[start of Material for this task]
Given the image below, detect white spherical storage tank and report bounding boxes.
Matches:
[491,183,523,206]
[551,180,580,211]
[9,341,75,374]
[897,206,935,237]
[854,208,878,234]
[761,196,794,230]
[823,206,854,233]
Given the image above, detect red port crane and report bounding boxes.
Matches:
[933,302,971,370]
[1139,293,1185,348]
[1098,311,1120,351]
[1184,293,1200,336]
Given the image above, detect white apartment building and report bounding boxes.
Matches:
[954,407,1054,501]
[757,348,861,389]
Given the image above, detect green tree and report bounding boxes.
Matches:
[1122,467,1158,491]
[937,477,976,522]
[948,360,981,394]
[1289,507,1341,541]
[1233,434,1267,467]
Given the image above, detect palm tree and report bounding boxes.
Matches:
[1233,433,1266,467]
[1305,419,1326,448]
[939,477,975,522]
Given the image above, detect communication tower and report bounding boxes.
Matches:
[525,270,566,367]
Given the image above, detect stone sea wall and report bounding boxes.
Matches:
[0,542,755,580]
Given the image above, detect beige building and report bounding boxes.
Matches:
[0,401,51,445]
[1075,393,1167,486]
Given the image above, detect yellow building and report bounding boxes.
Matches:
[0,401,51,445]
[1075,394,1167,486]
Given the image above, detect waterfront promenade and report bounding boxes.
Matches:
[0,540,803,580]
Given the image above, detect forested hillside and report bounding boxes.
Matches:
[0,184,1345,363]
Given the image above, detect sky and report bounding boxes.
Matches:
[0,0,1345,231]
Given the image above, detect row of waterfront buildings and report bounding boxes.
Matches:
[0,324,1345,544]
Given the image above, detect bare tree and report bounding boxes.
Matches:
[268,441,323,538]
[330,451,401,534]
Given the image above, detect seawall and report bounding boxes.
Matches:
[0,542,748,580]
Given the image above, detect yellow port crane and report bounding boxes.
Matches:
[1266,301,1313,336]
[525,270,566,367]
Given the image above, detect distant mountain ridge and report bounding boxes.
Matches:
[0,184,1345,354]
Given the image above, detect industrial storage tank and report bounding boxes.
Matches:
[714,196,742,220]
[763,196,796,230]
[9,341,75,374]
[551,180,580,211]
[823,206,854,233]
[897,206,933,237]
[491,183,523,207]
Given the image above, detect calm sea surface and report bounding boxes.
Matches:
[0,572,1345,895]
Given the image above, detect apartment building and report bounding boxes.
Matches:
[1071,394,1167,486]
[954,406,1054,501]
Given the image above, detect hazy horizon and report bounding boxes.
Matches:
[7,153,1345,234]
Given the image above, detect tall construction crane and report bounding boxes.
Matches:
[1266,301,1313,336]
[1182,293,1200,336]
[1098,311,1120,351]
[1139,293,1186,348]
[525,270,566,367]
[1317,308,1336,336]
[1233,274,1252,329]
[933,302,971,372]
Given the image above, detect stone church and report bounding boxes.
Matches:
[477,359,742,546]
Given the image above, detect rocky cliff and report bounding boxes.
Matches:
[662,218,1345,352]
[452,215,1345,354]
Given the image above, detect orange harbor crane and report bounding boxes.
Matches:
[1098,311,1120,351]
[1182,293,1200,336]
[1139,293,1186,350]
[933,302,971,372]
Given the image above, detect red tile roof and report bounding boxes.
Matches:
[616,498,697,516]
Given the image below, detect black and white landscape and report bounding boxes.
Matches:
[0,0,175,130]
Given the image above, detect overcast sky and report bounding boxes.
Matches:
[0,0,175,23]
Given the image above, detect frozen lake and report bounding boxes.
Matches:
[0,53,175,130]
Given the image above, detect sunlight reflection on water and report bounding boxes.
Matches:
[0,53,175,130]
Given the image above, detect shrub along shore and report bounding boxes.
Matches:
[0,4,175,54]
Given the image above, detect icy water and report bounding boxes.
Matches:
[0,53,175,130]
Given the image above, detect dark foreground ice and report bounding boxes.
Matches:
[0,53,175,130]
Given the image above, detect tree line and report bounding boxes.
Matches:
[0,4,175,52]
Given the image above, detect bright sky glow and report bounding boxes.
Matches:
[end of Material for this task]
Task requirements: Count the lines in the rows above that contain the string "tree" and reply with only that number.

Final result: 4